List every corpus that the lecture notes on corpus readers below define with LazyCorpusLoader.

Text provided –

++++++++

# COLX 521 Lecture 8: Corpus Readers

* NLTK corpus readers (A closer look)
* Classes revisited
* Generator functions
* Building corpus readers

## NLTK corpus readers (a closer look)

We've been accessing corpora in NLTK using something that looks like method of some module or object which is specific to each corpus. For example:

In [3]:
#provided code
from nltk.corpus import brown

brown.words()

['The', 'Fulton', 'County', 'Grand', 'Jury', 'said', ...]

Does NLTK really have a totally separate corpus reader for all of its corpora? Actually, no. If you look at the code for the nltk.corpus module, you find the definitions of the corpus readers we have been using.

In [11]:
#provided code
# from \Lib\site-packages\nltk\corpus\__init__.py

from nltk.corpus.util import LazyCorpusLoader
from nltk.corpus.reader import *


brown = LazyCorpusLoader(
    'brown',
    CategorizedTaggedCorpusReader,
    r'c[a-z]\d\d',
    cat_file='cats.txt',
    tagset='brown',
    encoding="ascii",
)

gutenberg = LazyCorpusLoader(
    'gutenberg', PlaintextCorpusReader, r'(?!\.).*\.txt', encoding='latin1'
)

movie_reviews = LazyCorpusLoader(
    'movie_reviews',
    CategorizedPlaintextCorpusReader,
    r'(?!\.).*\.txt',
    cat_pattern=r'(neg|pos)/.*',
    encoding='ascii',
)

switchboard = LazyCorpusLoader('switchboard', SwitchboardCorpusReader, tagset='wsj')

reuters = LazyCorpusLoader(
    'reuters',
    CategorizedPlaintextCorpusReader,
    '(training|test).*',
    cat_file='cats.txt',
    encoding='ISO-8859-2',
)

++++++++

Dataset content –
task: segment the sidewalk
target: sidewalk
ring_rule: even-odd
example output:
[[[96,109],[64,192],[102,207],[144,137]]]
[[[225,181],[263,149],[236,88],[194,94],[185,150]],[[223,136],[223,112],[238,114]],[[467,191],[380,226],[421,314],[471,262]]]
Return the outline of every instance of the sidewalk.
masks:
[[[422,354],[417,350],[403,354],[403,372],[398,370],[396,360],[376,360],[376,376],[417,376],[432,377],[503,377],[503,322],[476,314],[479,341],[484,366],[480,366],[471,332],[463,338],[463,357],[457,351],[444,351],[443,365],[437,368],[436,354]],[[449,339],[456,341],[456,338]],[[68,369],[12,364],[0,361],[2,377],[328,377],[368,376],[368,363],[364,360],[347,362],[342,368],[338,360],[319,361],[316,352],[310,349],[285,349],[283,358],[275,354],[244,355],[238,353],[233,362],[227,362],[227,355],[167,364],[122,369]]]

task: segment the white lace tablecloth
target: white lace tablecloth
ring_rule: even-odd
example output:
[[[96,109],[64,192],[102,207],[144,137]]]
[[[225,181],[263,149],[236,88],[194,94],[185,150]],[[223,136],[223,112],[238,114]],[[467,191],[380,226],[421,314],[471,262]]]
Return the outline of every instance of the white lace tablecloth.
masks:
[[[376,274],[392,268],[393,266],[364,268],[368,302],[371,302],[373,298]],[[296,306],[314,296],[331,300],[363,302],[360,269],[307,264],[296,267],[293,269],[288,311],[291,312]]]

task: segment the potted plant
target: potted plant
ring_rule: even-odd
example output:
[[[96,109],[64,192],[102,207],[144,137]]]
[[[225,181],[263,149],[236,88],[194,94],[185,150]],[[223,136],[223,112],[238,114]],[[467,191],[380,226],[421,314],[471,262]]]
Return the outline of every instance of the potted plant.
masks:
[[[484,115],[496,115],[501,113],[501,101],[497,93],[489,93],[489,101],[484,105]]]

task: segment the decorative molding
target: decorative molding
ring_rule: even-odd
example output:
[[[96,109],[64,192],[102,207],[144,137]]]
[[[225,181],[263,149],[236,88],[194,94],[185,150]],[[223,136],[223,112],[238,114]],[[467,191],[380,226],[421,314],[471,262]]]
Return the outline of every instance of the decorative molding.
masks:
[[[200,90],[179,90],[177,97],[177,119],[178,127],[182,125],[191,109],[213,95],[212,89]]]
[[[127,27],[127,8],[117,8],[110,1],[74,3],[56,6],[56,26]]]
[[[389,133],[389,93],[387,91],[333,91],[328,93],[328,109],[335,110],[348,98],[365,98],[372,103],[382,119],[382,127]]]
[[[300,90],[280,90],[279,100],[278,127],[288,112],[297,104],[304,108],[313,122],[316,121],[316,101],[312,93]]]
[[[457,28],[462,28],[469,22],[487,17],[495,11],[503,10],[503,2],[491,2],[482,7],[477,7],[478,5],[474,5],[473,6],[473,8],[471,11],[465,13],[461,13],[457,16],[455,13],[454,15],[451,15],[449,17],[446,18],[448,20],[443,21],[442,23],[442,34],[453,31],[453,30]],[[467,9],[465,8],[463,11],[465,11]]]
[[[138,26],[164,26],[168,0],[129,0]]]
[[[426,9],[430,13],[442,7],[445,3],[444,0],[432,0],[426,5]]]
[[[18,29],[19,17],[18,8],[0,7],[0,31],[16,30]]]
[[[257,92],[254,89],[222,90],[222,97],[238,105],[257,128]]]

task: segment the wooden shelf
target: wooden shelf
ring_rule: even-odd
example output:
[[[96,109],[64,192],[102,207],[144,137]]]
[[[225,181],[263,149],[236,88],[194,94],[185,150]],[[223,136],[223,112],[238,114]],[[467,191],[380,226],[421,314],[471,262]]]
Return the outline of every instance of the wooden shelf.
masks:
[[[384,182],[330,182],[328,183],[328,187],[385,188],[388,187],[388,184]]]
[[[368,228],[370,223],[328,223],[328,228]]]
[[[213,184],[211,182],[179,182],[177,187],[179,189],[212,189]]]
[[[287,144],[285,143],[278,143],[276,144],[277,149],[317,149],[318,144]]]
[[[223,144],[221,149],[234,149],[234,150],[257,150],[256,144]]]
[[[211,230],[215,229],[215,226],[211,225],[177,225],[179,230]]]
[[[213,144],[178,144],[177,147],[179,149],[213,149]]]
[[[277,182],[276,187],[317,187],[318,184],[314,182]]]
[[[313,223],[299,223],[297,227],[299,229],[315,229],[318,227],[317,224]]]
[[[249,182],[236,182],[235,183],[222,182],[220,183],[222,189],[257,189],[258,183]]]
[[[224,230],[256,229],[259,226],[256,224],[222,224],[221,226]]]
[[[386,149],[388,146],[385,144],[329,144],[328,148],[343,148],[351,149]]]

++++++++

Written solution – brown, gutenberg, movie_reviews, switchboard, reuters